Work request ::
Your result should be every line of the records below that contains the word "sample".

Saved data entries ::
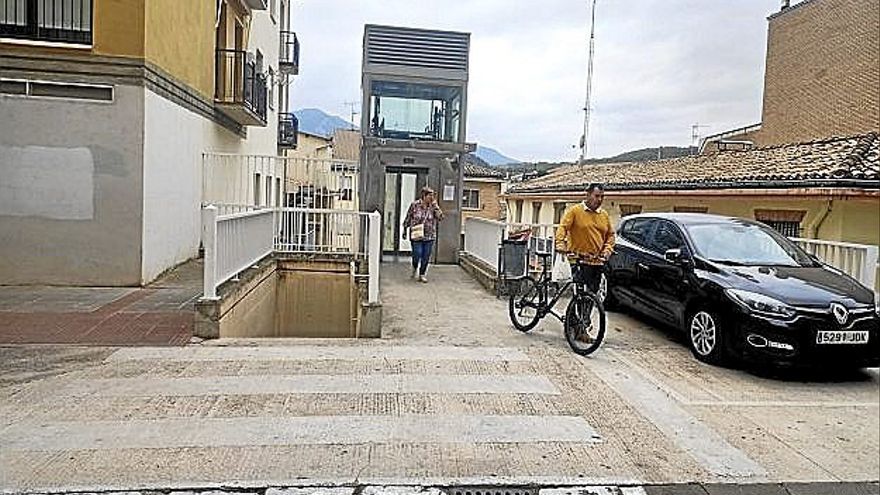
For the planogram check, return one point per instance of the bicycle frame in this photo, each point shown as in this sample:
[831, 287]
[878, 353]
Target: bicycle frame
[546, 304]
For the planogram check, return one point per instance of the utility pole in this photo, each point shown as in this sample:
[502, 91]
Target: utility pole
[695, 135]
[352, 105]
[585, 137]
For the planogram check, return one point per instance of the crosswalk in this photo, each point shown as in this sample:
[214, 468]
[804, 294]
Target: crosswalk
[296, 415]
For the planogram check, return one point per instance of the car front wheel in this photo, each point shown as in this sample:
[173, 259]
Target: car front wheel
[705, 337]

Your response ::
For the planogram check, return one point per instance of the bicycle frame in this photo, each point shown as in this sample:
For the planogram check, return one point per instance of the utility pole in this photo, each point shown as in this sample:
For the planogram check, return one point per instance of the crosswalk in this photo, each point shown as in this sample:
For the planogram check, return one point per instance of the car front wheel in this photo, each point shown as in this sample:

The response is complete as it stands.